▶ GIVEN REQUEST: The records are to be restated in their entirety, word for word.

-------- DATA ROWS --------

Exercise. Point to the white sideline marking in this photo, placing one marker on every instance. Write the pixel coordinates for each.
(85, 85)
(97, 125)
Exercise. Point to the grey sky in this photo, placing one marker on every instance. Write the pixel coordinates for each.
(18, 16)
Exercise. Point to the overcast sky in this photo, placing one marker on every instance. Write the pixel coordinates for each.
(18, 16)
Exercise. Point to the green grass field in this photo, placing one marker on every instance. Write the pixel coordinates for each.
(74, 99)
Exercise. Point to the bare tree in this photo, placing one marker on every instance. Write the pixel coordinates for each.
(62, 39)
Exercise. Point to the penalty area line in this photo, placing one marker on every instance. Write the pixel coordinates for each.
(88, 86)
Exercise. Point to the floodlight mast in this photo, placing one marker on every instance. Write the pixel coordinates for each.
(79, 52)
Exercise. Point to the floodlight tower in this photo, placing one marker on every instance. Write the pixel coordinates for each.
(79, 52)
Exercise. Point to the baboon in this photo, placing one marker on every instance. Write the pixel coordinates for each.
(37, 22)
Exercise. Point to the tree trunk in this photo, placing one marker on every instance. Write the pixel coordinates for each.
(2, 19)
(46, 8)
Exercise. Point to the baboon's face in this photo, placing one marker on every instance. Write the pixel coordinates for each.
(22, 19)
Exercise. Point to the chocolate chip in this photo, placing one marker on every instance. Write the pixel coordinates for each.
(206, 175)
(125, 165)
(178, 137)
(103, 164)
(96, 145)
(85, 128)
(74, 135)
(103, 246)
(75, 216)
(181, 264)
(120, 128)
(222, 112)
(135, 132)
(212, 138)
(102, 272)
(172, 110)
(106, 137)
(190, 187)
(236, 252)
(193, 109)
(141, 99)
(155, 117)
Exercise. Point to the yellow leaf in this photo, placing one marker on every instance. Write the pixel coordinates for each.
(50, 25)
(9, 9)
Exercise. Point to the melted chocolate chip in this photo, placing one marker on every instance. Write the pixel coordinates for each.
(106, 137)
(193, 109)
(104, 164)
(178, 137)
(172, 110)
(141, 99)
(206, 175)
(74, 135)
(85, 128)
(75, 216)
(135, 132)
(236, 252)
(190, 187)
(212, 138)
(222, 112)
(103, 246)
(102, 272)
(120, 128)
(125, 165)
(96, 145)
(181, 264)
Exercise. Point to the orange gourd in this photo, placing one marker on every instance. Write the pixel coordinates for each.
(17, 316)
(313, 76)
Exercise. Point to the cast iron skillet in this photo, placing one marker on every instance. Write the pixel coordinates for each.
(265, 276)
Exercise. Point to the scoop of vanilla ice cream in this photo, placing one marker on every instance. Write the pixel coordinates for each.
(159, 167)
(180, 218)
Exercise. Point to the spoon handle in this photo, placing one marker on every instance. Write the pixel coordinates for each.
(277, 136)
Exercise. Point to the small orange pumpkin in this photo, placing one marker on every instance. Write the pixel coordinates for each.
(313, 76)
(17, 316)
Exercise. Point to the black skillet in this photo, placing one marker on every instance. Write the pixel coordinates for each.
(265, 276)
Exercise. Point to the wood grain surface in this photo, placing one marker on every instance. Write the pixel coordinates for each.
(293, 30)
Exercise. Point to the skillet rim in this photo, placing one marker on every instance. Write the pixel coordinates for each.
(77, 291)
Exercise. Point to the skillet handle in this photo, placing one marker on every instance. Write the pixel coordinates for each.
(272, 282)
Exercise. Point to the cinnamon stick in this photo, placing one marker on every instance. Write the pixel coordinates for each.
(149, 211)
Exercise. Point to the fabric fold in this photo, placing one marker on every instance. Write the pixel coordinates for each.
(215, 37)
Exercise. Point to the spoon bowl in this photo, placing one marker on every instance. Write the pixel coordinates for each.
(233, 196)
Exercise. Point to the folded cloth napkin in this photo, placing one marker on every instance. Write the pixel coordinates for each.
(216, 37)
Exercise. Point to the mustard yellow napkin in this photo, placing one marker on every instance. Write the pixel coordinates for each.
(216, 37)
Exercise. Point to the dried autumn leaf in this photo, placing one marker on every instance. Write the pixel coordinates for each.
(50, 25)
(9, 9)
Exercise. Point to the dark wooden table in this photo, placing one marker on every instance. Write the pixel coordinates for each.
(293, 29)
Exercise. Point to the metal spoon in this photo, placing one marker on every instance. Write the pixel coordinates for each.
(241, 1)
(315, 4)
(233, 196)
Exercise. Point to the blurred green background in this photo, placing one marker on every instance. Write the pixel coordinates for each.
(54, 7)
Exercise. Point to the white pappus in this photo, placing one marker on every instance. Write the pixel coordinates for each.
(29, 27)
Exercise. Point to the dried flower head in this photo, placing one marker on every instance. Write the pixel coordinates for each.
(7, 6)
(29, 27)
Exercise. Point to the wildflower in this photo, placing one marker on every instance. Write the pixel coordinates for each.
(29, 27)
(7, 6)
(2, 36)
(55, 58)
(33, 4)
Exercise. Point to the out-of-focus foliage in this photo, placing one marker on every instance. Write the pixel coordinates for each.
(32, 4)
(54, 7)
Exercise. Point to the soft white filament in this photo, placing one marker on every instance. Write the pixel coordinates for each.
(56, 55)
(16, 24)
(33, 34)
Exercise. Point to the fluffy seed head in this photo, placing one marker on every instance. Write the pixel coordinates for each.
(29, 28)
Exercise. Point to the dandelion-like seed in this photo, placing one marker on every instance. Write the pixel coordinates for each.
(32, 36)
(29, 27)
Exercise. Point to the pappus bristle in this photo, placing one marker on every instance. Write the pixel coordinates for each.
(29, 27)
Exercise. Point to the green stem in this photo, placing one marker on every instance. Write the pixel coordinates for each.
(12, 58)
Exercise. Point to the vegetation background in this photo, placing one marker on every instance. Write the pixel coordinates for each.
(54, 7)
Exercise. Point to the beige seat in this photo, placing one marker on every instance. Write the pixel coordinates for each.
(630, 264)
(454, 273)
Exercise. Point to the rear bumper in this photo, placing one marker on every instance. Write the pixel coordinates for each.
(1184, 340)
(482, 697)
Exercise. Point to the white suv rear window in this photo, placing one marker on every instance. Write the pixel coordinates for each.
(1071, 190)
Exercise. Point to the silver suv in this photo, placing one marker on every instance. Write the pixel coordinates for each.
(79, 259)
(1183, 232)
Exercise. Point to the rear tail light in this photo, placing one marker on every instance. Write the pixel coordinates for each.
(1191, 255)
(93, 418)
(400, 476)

--------

▶ RESPONSE TO THIS EXERCISE:
Exercise. Point to the white sideline marking in this photo, placing one marker on every instance. Write the pixel coordinates for each.
(85, 85)
(97, 125)
Exercise. Point to the grey sky in this photo, placing one marker on every instance. Write the pixel coordinates for each.
(18, 16)
Exercise. Point to the overcast sky in this photo, placing one marker on every instance. Write the pixel coordinates for each.
(18, 16)
Exercise. Point to the green grass field in this photo, placing one marker on every instance. Write the pixel coordinates for each.
(74, 99)
Exercise. Point to the bare tree in this photo, placing one marker on every instance. Write the pixel coordinates for each.
(62, 39)
Exercise. Point to the penalty area line in this photo, placing one marker on every instance. Write the pixel coordinates for each.
(88, 86)
Exercise. Point to the floodlight mast in this photo, placing one marker on every instance. Write the pixel coordinates for each.
(79, 52)
Exercise. Point to the floodlight tower in this photo, placing one marker on every instance. Write the pixel coordinates for each.
(79, 52)
Exercise. Point to the baboon in this photo, placing one marker on every instance. Write the pixel coordinates for each.
(37, 22)
Exercise. Point to the tree trunk in this photo, placing one marker on every instance. Write the pixel coordinates for each.
(2, 19)
(46, 8)
Exercise. Point to the baboon's face in this photo, placing one marker on every instance. Write the pixel coordinates for each.
(22, 19)
Exercise. Point to the chocolate chip in this photo, placing one marker on every instance. Write the pixel coordinates for each.
(206, 175)
(125, 165)
(178, 137)
(103, 164)
(96, 145)
(85, 128)
(74, 135)
(103, 246)
(75, 216)
(181, 264)
(120, 128)
(222, 112)
(135, 132)
(212, 138)
(102, 272)
(172, 110)
(106, 137)
(190, 187)
(236, 252)
(193, 109)
(141, 99)
(155, 117)
Exercise. Point to the yellow leaf in this photo, placing one marker on every instance. Write the pixel coordinates for each.
(50, 25)
(9, 9)
Exercise. Point to the melted chocolate chip in this photo, placing one marker on every instance. Write the pixel coordinates for each.
(106, 137)
(193, 109)
(104, 164)
(178, 137)
(172, 110)
(141, 99)
(206, 175)
(74, 135)
(85, 128)
(75, 216)
(135, 132)
(236, 252)
(190, 187)
(212, 138)
(222, 112)
(103, 246)
(102, 272)
(120, 128)
(125, 165)
(96, 145)
(181, 264)
Exercise. Point to the orange gourd in this photo, placing one marker on every instance. Write the pixel coordinates for each.
(17, 316)
(313, 76)
Exercise. Point to the cast iron skillet in this photo, placing one marker on every instance. Write the pixel coordinates for each.
(265, 276)
Exercise. Point to the scoop of vanilla ice cream in this photo, placing one marker on every instance. Write the pixel coordinates for each.
(159, 167)
(180, 218)
Exercise. Point to the spoon handle in this photo, placing one marker on every instance. Write the pixel coordinates for each.
(277, 136)
Exercise. Point to the small orange pumpkin in this photo, placing one marker on every instance. Write the pixel coordinates for each.
(313, 76)
(17, 316)
Exercise. Point to the black skillet in this photo, placing one marker on every instance. Write the pixel coordinates for each.
(265, 276)
Exercise. Point to the wood grain surface in this photo, placing one marker on every instance. Write the pixel coordinates for each.
(293, 30)
Exercise. Point to the skillet rim in this photo, placing one marker on every instance. Write the pixel coordinates for each.
(77, 291)
Exercise. Point to the skillet handle in this photo, placing one marker on every instance. Write the pixel coordinates for each.
(272, 282)
Exercise. Point to the cinnamon stick in this photo, placing one marker on every instance. Write the pixel coordinates for each.
(149, 211)
Exercise. Point to the fabric fold in this photo, placing one marker on every instance. Write the pixel coordinates for each.
(215, 37)
Exercise. Point to the spoon bowl in this photo, placing one marker on every instance. Write the pixel coordinates for each.
(233, 196)
Exercise. Point to the folded cloth napkin in this photo, placing one marker on every instance. Write the pixel coordinates for each.
(216, 37)
Exercise. Point to the mustard yellow napkin in this photo, placing one marker on every instance. Write the pixel coordinates for each.
(216, 37)
Exercise. Point to the dried autumn leaf in this photo, placing one marker on every instance. Write the pixel coordinates for each.
(50, 25)
(9, 9)
Exercise. Point to the dark wooden table in this photo, placing one marker on every instance. Write the pixel coordinates for each.
(293, 29)
Exercise. Point to the metal spoon in this photo, placing one marker on every instance. Write the pixel coordinates for each.
(241, 1)
(315, 4)
(233, 196)
Exercise. Point to the blurred green background in this photo, placing one marker on every instance. Write the pixel coordinates for each.
(54, 7)
Exercise. Point to the white pappus in this photo, placing one marker on every instance. Write the pixel coordinates for each.
(29, 27)
Exercise. Point to the dried flower head in this photo, placing one marker on every instance. Write the pixel coordinates for each.
(7, 6)
(29, 27)
Exercise. Point to the wildflower in this photo, placing one marker on every instance. Write the pixel coordinates for each.
(29, 27)
(7, 6)
(2, 36)
(55, 58)
(33, 4)
Exercise. Point to the out-of-focus foliage in this photo, placing one marker on every instance. Write the pixel coordinates for each.
(32, 4)
(54, 7)
Exercise. Point to the soft white filament in this photo, placing one marker on every instance. Write the pixel coordinates for each.
(56, 55)
(16, 24)
(33, 34)
Exercise. Point to the fluffy seed head in this photo, placing one marker on every instance. Write the pixel coordinates for each.
(29, 28)
Exercise. Point to the dandelion-like seed in this photo, placing one marker on every instance. Write the pixel coordinates for each.
(32, 36)
(29, 27)
Exercise. Point to the pappus bristle in this photo, placing one marker on every instance. Write the pixel coordinates for each.
(29, 27)
Exercise. Point to the green stem in this photo, placing one marker on every instance. Write the pixel coordinates for each.
(12, 58)
Exercise. Point to the vegetation background in this photo, placing one marker on every instance. Write the pixel coordinates for each.
(54, 7)
Exercise. Point to the beige seat in this photo, placing one marker on every instance. Write the pixel coordinates for each.
(630, 264)
(454, 273)
Exercise. Point to the rear bumper in this photo, placing one marker on every instance. Write the pixel coordinates for each.
(1184, 340)
(482, 697)
Exercise. Point to the white suv rear window in this photo, placing one marker on every instance. Write the pixel coordinates for each.
(1071, 190)
Exercise. Point to the silver suv in this photo, placing one marker on every instance. Write the pixel coordinates for each.
(79, 259)
(1183, 232)
Exercise. Point to the rear tail light in this photo, placing one marker on every instance. Write the pixel coordinates for each.
(1191, 255)
(93, 418)
(400, 476)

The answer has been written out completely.